Copy out every line in the entries below that includes "pile".

> Entries supplied
=== Section Start ===

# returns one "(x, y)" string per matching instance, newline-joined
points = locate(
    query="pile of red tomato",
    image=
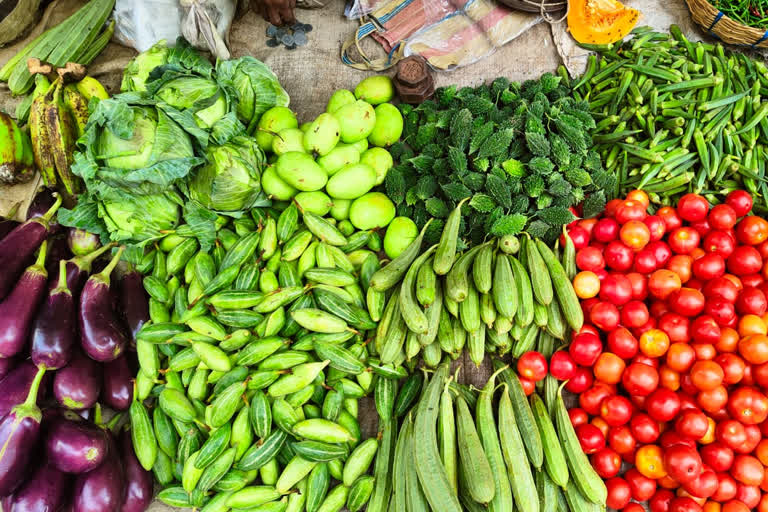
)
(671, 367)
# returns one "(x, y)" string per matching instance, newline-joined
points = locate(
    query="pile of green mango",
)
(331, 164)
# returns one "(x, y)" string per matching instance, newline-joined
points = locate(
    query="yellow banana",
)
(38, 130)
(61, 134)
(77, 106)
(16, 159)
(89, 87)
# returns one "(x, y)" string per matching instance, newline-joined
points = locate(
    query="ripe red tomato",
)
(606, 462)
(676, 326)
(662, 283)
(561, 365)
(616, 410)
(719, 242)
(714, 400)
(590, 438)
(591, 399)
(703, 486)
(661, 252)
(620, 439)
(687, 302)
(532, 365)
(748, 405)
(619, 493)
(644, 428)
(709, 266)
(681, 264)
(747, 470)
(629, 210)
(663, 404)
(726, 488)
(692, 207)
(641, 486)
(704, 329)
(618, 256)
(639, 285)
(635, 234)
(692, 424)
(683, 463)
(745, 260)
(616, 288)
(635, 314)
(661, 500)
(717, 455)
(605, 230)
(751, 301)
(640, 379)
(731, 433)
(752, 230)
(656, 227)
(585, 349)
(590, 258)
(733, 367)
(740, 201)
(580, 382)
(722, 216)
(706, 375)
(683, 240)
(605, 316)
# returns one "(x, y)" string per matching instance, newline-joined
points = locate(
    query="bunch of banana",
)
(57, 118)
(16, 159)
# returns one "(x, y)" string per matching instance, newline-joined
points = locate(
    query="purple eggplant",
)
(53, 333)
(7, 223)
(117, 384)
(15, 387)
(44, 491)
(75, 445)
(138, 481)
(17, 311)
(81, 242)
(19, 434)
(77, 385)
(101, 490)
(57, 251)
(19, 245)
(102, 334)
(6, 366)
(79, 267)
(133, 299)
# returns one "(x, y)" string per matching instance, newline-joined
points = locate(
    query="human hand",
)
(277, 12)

=== Section End ===
=== Section Start ===

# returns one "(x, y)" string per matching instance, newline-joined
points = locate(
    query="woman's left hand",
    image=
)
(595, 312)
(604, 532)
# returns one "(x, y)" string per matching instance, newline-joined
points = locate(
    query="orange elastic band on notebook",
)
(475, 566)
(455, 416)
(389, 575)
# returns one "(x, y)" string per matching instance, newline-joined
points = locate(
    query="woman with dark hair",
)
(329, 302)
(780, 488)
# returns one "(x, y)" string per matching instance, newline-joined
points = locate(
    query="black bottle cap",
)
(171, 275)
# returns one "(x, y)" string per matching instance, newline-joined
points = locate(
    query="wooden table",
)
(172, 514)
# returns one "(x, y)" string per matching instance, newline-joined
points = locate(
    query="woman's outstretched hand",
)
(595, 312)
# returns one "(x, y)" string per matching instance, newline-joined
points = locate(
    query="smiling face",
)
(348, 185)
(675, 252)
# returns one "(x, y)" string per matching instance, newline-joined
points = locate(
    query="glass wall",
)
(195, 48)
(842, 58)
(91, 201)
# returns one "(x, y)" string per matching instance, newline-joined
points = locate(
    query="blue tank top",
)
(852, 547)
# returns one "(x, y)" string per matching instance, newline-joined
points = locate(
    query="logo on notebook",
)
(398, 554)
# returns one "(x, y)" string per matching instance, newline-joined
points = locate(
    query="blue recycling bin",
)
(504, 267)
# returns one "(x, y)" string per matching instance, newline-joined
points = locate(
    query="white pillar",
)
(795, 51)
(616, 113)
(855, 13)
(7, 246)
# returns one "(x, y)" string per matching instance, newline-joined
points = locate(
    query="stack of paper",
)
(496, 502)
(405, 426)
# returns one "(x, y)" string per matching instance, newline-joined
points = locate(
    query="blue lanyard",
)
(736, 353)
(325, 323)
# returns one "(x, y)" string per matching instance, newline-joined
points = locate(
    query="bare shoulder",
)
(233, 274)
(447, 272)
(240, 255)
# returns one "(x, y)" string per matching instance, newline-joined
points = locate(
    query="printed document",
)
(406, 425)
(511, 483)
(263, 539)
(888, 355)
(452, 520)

=== Section End ===

> Response area
    query="pile of red tomato",
    query="pile of green mango",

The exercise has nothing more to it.